**Excerpted text:**
Have you ever wondered where your almond milk comes from?
If you guessed honeybees, then you would be correct. Every February, honeybee colonies descend upon Central California for the annual pollination of the almond orchards. This short pollination window of 4 to 6 weeks provides about 80% of the world’s almond supply. Not only does this process provide most of the almonds that you find in your almond milk, granola bars and other snack foods, it is a huge business that generates millions of dollars in revenue in just a few short weeks.
Almond growers rely on the honeybee pollinators to sustain their businesses. However, it’s not as simple as it may seem. Beekeepers have been experiencing record losses of their hives because of a variety of factors that we will discuss below. Some believe that almond pollination season is one of the most serious threats jeopardizing honeybees today. As our demand for almond products grows, honeybee colonies are being taxed in ways that they’ve never been before.
Since almond season is just around the corner, we thought we would explore almond pollination and discuss some of the threats to honeybees that have beekeepers worried.
The Almond and the Honeybee
Did you know that the almond industry is an $11 billion market? It is estimated that the average American consumes more than 2 pounds of almonds each year – much more than ever before.
The exponential growth of the almond industry means that almond growers need more hives during the busy pollination month to produce the output they need to satisfy the market. Estimates indicate that an additional 300,000 acres of almond orchards will need to be harvested over the coming years to meet the increasing demand.
What does this mean for honeybees? It means that almond growers will need to source 600,000 more honeybee hives to pollinate their orchards in the coming years.

**Brief:** Reproduce the full text on almond pollination and honeybees exactly as it appears above, with no changes.

**Provided material:**
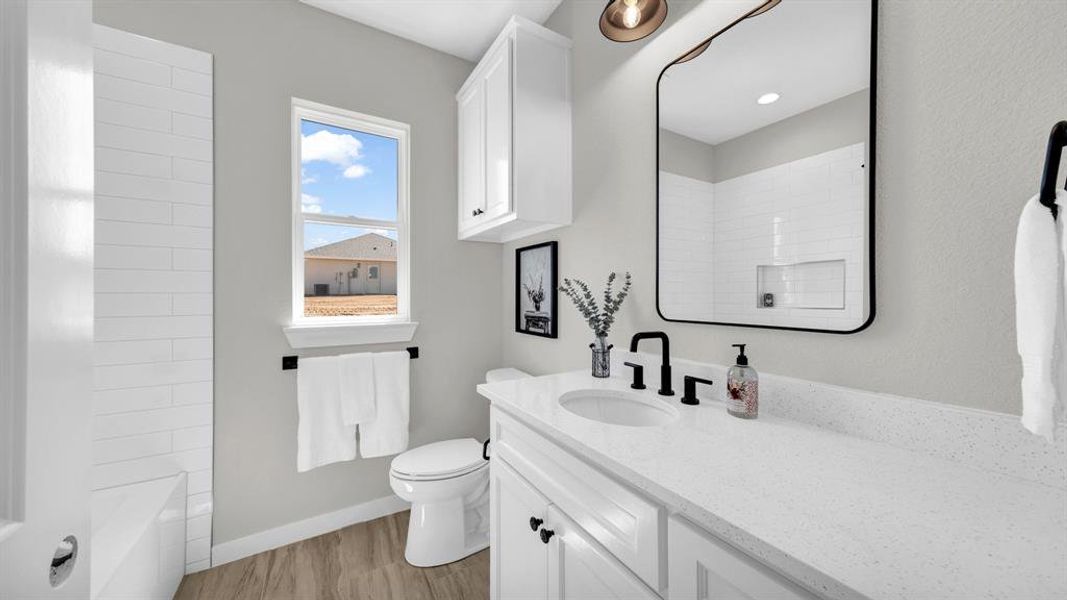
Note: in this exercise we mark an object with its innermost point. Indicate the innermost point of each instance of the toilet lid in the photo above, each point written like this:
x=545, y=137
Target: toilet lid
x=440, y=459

**Answer box:**
Have you ever wondered where your almond milk comes from?
If you guessed honeybees, then you would be correct. Every February, honeybee colonies descend upon Central California for the annual pollination of the almond orchards. This short pollination window of 4 to 6 weeks provides about 80% of the world’s almond supply. Not only does this process provide most of the almonds that you find in your almond milk, granola bars and other snack foods, it is a huge business that generates millions of dollars in revenue in just a few short weeks.
Almond growers rely on the honeybee pollinators to sustain their businesses. However, it’s not as simple as it may seem. Beekeepers have been experiencing record losses of their hives because of a variety of factors that we will discuss below. Some believe that almond pollination season is one of the most serious threats jeopardizing honeybees today. As our demand for almond products grows, honeybee colonies are being taxed in ways that they’ve never been before.
Since almond season is just around the corner, we thought we would explore almond pollination and discuss some of the threats to honeybees that have beekeepers worried.
The Almond and the Honeybee
Did you know that the almond industry is an $11 billion market? It is estimated that the average American consumes more than 2 pounds of almonds each year – much more than ever before.
The exponential growth of the almond industry means that almond growers need more hives during the busy pollination month to produce the output they need to satisfy the market. Estimates indicate that an additional 300,000 acres of almond orchards will need to be harvested over the coming years to meet the increasing demand.
What does this mean for honeybees? It means that almond growers will need to source 600,000 more honeybee hives to pollinate their orchards in the coming years.